▶ _TEXTE SOURCE_:
- - - - - - -

Par Amelie Abadie, Professeur de Marketing à TBS Education

Cet article fait le résumé de deux publications en collaboration avec plusieurs professeurs partenaires (dont Pr Soumyadeb Chowdhury à TBS Education), respectivement dans le Journal of Business Review (CNRS 2, FNEGE 2,) et sur The Converstion.com.


Dans son ouvrage « Sapiens : une brève histoire de l’humanité », le Professeur Yuval Noah Harari nous indique que la force de l’Humain face à la Nature est son imagination. La capacité de l’Homme à interpréter son environnement et développer une fiction sur celui-ci, qu’il transmet et ancre dans la mémoire collective sous forme d’une connaissance, représente cet avantage de survie face au monde sauvage. L’individu codifie son expérience et la transmet à un autre, que ce même receveur interprète et personnalise à la sienne, créant un ordre social singulier à l’espèce Humaine.

Dans le monde de l’entreprise aujourd’hui, cet univers sauvage apparaît aussi à l’œil des équipes au rythme des évolutions technologiques constantes et disruptives. Il s’agit de saisir l’opportunité d’un avantage compétitif au travers de machines performantes et désormais intelligentes. Selon les analyses économiques récemment publiées par les cabinets PwC, IBM, Gartner Research ou Deloitte, l’Intelligence Artificielle aura accru le PIB mondial de 15% en 2030. Ces bénéfices sont déjà visibles : l’Intelligence Artificielle améliore la performance des unités de production, automatise des tâches, assiste l’Humain dans les processus de décision, de recrutement, et prédit les performances à venir ou tendance. En effet, l’IA recense les stimuli présents dans la chaine de valeur et dans l’organisation qu’elle accumule dans les mégadonnées. Elle en analyse le contenu grâce à l’apprentissage automatique et profond de ses données via des réseaux neuronaux numériques, analyse dont elle modélise une histoire logique quelle transmet à d’autres machines par l’internet des objets, ou à nous, collaborateurs humains.

- - - - - - -

▶ _DONNÉES FOURNIES_:
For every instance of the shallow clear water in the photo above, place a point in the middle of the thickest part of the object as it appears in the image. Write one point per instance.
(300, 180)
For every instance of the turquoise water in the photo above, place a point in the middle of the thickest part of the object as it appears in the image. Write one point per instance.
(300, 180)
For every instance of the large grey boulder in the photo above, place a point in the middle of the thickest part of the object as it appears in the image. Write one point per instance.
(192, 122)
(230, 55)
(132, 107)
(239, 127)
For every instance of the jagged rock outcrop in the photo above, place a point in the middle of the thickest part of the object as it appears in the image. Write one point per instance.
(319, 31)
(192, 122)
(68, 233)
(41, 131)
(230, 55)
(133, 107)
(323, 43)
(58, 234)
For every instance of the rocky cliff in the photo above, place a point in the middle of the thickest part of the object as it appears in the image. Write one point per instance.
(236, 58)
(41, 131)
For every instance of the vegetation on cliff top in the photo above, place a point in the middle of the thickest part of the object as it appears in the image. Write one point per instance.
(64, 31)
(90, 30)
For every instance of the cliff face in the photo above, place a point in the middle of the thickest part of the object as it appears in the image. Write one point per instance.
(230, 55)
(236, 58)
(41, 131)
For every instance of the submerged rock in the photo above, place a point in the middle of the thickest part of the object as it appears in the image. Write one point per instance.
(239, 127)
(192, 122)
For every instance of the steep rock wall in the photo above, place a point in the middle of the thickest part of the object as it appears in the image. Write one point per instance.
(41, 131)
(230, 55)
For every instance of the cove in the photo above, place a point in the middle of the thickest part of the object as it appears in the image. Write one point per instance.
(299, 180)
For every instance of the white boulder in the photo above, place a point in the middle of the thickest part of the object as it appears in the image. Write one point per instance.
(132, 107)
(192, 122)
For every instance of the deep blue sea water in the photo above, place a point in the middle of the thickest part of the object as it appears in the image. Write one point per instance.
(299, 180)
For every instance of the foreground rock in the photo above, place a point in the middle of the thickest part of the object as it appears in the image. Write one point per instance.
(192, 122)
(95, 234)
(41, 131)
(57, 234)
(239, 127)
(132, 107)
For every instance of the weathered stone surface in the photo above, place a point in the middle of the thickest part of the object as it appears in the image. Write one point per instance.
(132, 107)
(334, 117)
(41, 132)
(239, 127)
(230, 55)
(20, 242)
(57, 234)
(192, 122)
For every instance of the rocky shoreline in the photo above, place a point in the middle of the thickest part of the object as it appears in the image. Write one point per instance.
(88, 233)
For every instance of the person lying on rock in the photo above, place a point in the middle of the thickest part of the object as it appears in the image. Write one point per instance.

- - - - - - -

▶ _OBJECTIF_: Recopiez le texte sur l'intelligence artificielle en entreprise en commençant à « Cet article fait » et en terminant à « sur The Converstion.com. », et substituez « compte rendu » à « résumé ». Appuyez-vous uniquement sur le texte.

▶ _CORRIGÉ_:
Cet article fait le compte rendu de deux publications en collaboration avec plusieurs professeurs partenaires (dont Pr Soumyadeb Chowdhury à TBS Education), respectivement dans le Journal of Business Review (CNRS 2, FNEGE 2,) et sur The Converstion.com.